(Object detection data)
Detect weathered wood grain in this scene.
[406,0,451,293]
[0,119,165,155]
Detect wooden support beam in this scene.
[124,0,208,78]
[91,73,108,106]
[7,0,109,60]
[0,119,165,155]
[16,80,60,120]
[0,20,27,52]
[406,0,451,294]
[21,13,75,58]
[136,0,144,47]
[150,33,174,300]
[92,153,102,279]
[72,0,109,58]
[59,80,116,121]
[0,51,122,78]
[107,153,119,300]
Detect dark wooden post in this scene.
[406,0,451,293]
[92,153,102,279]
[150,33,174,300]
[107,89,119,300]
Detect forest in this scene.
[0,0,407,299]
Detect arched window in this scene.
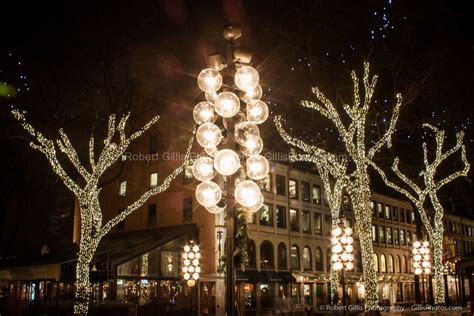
[277,242,288,270]
[395,255,400,273]
[290,245,300,269]
[374,253,380,272]
[260,240,275,269]
[303,246,313,270]
[380,254,387,273]
[387,255,393,273]
[247,239,257,269]
[314,247,324,271]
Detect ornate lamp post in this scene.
[331,220,354,314]
[193,25,270,316]
[412,240,431,305]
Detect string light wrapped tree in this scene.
[372,124,470,304]
[272,62,402,310]
[193,37,270,315]
[12,109,194,315]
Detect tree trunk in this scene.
[349,174,378,311]
[431,232,445,305]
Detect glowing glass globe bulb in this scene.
[346,262,354,270]
[246,101,268,124]
[245,155,270,180]
[193,101,217,125]
[193,157,215,181]
[196,181,222,207]
[234,180,261,207]
[196,123,222,148]
[214,149,240,176]
[198,68,222,92]
[240,85,263,103]
[214,91,240,117]
[234,66,260,91]
[331,227,342,237]
[240,135,263,156]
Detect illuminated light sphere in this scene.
[193,157,215,181]
[331,227,342,237]
[333,261,343,271]
[240,135,263,156]
[196,123,222,148]
[196,181,222,207]
[193,101,217,125]
[247,192,265,213]
[204,147,219,157]
[246,101,268,124]
[234,66,260,91]
[234,122,260,145]
[214,91,240,117]
[198,68,222,92]
[346,262,354,270]
[206,205,225,214]
[214,149,240,176]
[234,180,261,207]
[245,155,270,180]
[240,85,263,103]
[204,91,217,103]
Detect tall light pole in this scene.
[193,25,270,316]
[331,219,354,314]
[412,240,431,305]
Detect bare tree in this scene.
[371,124,470,304]
[12,109,194,315]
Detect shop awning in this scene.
[278,271,296,283]
[261,270,283,283]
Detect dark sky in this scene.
[0,0,474,257]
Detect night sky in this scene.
[0,0,474,258]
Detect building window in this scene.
[183,197,193,221]
[380,254,387,273]
[387,227,393,244]
[290,245,300,270]
[313,184,321,204]
[150,172,158,189]
[393,228,399,246]
[275,174,286,195]
[148,203,156,226]
[277,242,288,270]
[392,206,398,221]
[276,205,286,229]
[260,204,273,227]
[314,247,324,271]
[247,239,257,269]
[302,211,311,233]
[116,209,125,230]
[314,213,322,234]
[260,174,272,192]
[119,181,127,196]
[301,181,310,202]
[385,205,392,219]
[288,179,298,199]
[377,203,384,218]
[290,208,300,232]
[400,229,405,245]
[184,165,194,182]
[260,240,275,269]
[303,246,313,270]
[379,226,385,243]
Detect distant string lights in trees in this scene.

EXERCISE DIRECTIONS>
Update the rows from the very first line through the line containing "[107,153,119,300]" by replacing "support beam" with "frame beam". Leave everything else unchanged.

RESULT FOR THIS TASK>
Detect weathered wood grain in this scene.
[406,0,451,293]
[0,119,165,155]
Detect wooden frame beam in this scene.
[124,0,208,78]
[91,73,108,106]
[7,0,109,60]
[0,119,165,155]
[16,80,60,120]
[0,20,27,52]
[406,0,451,294]
[21,13,75,58]
[136,0,144,47]
[150,33,174,300]
[92,153,102,279]
[72,0,109,58]
[59,80,116,121]
[0,51,122,78]
[107,153,119,300]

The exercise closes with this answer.